- TRECHO DE ORIGEM -
* * * * *

SEM ÁRVORE DE NATAL

Texto de Fabrício Carpinejar



Não vou montar árvore de Natal neste ano. O ano não existiu. O ano não aconteceu.
Não estarei com os meus pais velhos, não estarei com os meus filhos adultos, não estarei com os meus irmãos, não estarei com os meus amigos. Qual o propósito de enfeitar a casa se ela não pode ser frequentada, se não podemos nos encontrar?
Só vai me irritar mais a aparência de festa. Só vai me lembrar de tudo o que não é possível, de tudo o que não terei.
É o primeiro Natal no exílio dos parentes, no distanciamento social. É o Natal da saudade transbordando, das chamadas de vídeo, das encomendas enviadas dez dias antes, das caixinhas do Sedex sem embrulho e sem surpresa.
Que Natal estranho, que Natal diferente, que Natal despojado.
Até o grão do arroz se verá sozinho na vasilha, desprovido das passas que odiamos.
Não farei nenhuma decoração como se fosse receber alguém - serei eu e a minha esposa somente. Ninguém vai brigar pelas lascas de chocolate dentro do panetone.
É uma orfandade do coração. Seria mero disfarce - o fingimento é a pior loucura.
Como ainda não existe vacina no Brasil para COVID -19, são inviáveis o deslocamento, a viagem, a aglomeração.
Nem Amigo Oculto dá para fazer.
Não haverá visitas. Não haverá presentes empilhados. Não haverá bolas coloridas. Não haverá estrela no topo dos galhos. Não há sentido em iluminar a casa, a fachada das janelas, com racionamento de energia elétrica no país.
Natal é família, é ceia, é abraço, é carinho, é beijo nas bochechas - o ideal de celebração não será praticado.
Foi um ano de sobrevivência, espartano, contido, de luto de mais de 170 mil brasileiros, e a resiliência depende de mais três meses pela frente. Não terminou ainda. Atravessará o réveillon, onde todos pularemos a segunda onda da epidemia.
Não tirarei a árvore da garagem. Ficará estacionada e embrulhada para 2021. Não me chame de insensível. É uma questão de honestidade, de realismo, de respeito. Não me sinto apto a esnobar com gargalhadas ou a dançar ao redor da mesa vazia como se nada tivesse transcorrido desde fevereiro.
O que não deixarei de realizar é o presépio. Esse, sim, merece devotado espaço. É uma necessidade, não um adereço. Prepararei a manjedoura de palha com Cristo. Que ele nasça de novo com toda a humildade do celeiro.
A gratidão nunca esteve tão ligada ao perdão. Dizer hoje “obrigado” é também pedir desculpa.

* * * * *

- TAREFAS DO EXERCÍCIO -
(A) Reproduza fielmente o trecho da crônica sobre o Natal sem árvore, iniciando nas palavras "Não tirarei a" e encerrando após as palavras "humildade do celeiro.".
(B) Reescreva em forma de lista o parágrafo da crônica sobre o Natal sem árvore que começa com "Não haverá visitas", preservando suas informações principais.
(C) Traduza para o inglês a seguinte frase da crônica sobre o Natal sem árvore: "A gratidão nunca esteve tão ligada ao perdão."
Os registros não têm qualquer relação com esta atividade.

* * * * *

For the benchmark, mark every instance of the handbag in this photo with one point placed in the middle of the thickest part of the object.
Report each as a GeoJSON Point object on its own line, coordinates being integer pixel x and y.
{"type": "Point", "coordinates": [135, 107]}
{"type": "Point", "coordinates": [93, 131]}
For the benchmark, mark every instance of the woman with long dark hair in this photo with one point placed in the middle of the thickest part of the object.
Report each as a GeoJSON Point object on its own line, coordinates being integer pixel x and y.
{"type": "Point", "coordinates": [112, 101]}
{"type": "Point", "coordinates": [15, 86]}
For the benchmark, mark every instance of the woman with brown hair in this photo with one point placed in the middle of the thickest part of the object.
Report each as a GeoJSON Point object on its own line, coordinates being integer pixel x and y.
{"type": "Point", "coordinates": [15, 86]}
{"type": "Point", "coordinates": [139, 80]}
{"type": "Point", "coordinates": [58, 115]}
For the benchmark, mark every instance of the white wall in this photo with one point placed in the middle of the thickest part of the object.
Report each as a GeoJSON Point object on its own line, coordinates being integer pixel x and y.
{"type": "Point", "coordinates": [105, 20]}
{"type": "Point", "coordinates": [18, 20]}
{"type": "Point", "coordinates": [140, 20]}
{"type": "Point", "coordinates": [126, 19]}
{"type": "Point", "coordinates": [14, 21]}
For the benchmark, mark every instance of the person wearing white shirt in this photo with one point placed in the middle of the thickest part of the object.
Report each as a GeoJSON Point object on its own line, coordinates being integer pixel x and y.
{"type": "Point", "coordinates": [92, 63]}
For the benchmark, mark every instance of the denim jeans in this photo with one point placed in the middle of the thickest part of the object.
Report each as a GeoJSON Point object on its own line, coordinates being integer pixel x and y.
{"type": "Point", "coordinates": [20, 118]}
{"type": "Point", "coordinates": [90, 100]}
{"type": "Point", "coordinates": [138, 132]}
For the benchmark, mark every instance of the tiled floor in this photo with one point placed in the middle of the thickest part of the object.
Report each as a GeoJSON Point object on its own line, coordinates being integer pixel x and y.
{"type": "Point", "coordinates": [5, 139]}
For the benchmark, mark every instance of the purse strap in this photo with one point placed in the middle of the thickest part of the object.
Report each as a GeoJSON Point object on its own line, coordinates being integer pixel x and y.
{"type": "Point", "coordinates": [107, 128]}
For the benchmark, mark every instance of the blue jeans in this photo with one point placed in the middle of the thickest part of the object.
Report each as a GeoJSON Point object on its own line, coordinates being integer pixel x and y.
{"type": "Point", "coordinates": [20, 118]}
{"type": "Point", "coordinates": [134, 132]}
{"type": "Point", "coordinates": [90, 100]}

* * * * *

- PROBLEMAS RESOLVIDOS -
(A)
Não tirarei a árvore da garagem. Ficará estacionada e embrulhada para 2021. Não me chame de insensível. É uma questão de honestidade, de realismo, de respeito. Não me sinto apto a esnobar com gargalhadas ou a dançar ao redor da mesa vazia como se nada tivesse transcorrido desde fevereiro.
O que não deixarei de realizar é o presépio. Esse, sim, merece devotado espaço. É uma necessidade, não um adereço. Prepararei a manjedoura de palha com Cristo. Que ele nasça de novo com toda a humildade do celeiro.

(B)
- Não haverá visitas.
- Não haverá presentes empilhados.
- Não haverá bolas coloridas.
- Não haverá estrela no topo dos galhos.
- Não faz sentido iluminar a casa nem a fachada das janelas, pois há racionamento de energia elétrica no país.

(C) Gratitude has never been so closely tied to forgiveness.